> Consigne: Poursuivez l'extrait sur la nature légitime de la violence collective à partir de sa dernière phrase.

> Extrait de page:
# # #
1.1.2. La nature légitime de la violence collective

Par l’ordre de guerre, action politique, le Pouvoir inscrit la guerre dans une stratégie de violence légitime . La violence est organisée par l’imposition d’un contexte guerrier qui substitue en pratique le droit de la guerre au droit de la paix. Aux lois de la paix qui interdisent l’homicide est substitué pour la durée du conflit tout un ensemble de règles qui non seulement l’autorisent mais l’ordonnent. De plus, avec G. Bouthoul, J.-L. Dufour et M. Vaïsse considèrent que la guerre peut être vue comme un procès destiné à mettre fin à une contestation, comme des revendications territoriales par exemple.

‘« La guerre est donc une certaine façon de dire le droit. Et la raison du plus fort s’apparente au droit puisque, à la suite d’un conflit, le vainqueur impose au vaincu des indemnités, des rectifications territoriales » 30 . ’

La guerre est donc également le fondement des nouvelles constructions juridiques qui suivent la relation construite entre les belligérants pendant la violence et définie à la fin des hostilités en fonction de l’identité du vainqueur.

C’est dans cette légalisation de la violence mise en place pour et pendant la guerre que l’on reconnaît l’exercice institutionnel du pouvoir. La guerre fait apparaître le réel de l’Etat et du politique qui mettent en œuvre, au cours de cet événement, la puissance dont ils disposent.
# # #
> Matériel:
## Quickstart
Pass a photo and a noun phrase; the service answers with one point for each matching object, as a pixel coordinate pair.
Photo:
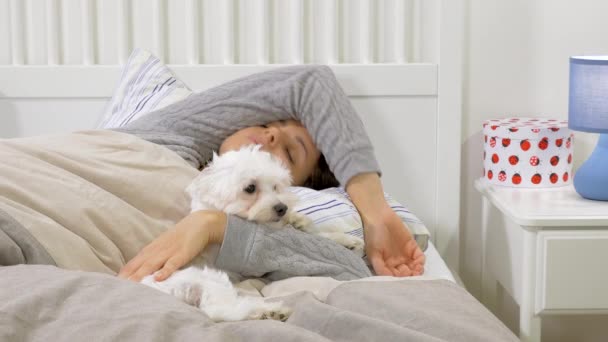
# # #
> Résultat:
Comme forme collective de violence, la guerre remet en cause le vivre ensemble et réinstaure une collectivité particulière, caractérisée par l’absence de l’identité singulière, qui se rapproche du modèle totalitaire. La guerre consiste finalement à faire disparaître l’identité de l’adversaire.

‘« Chacun – écrit Clausewitz – essaie, au moyen de sa force physique, de soumettre l’autre à sa volonté ; son dessein immédiat est d’abattre l’adversaire, afin de le rendre incapable de toute résistance.» 31

C’est ainsi que la guerre constitue un événement particulier : elle est de nature à changer la configuration d’un espace politique et les logiques du lien social. La guerre remet en cause l’existence même du politique. Le but de la guerre étant d’abattre l’adversaire et donc l’identité de l’autre ne pouvant être représentée que par sa négation totale, elle supprime cette confrontation des identités et met, ainsi, fin au politique. La guerre remet en question la logique de la médiation. La guerre supprime le passage du singulier au collectif principalement par la mort – singulière – qui accompagne la violence collective.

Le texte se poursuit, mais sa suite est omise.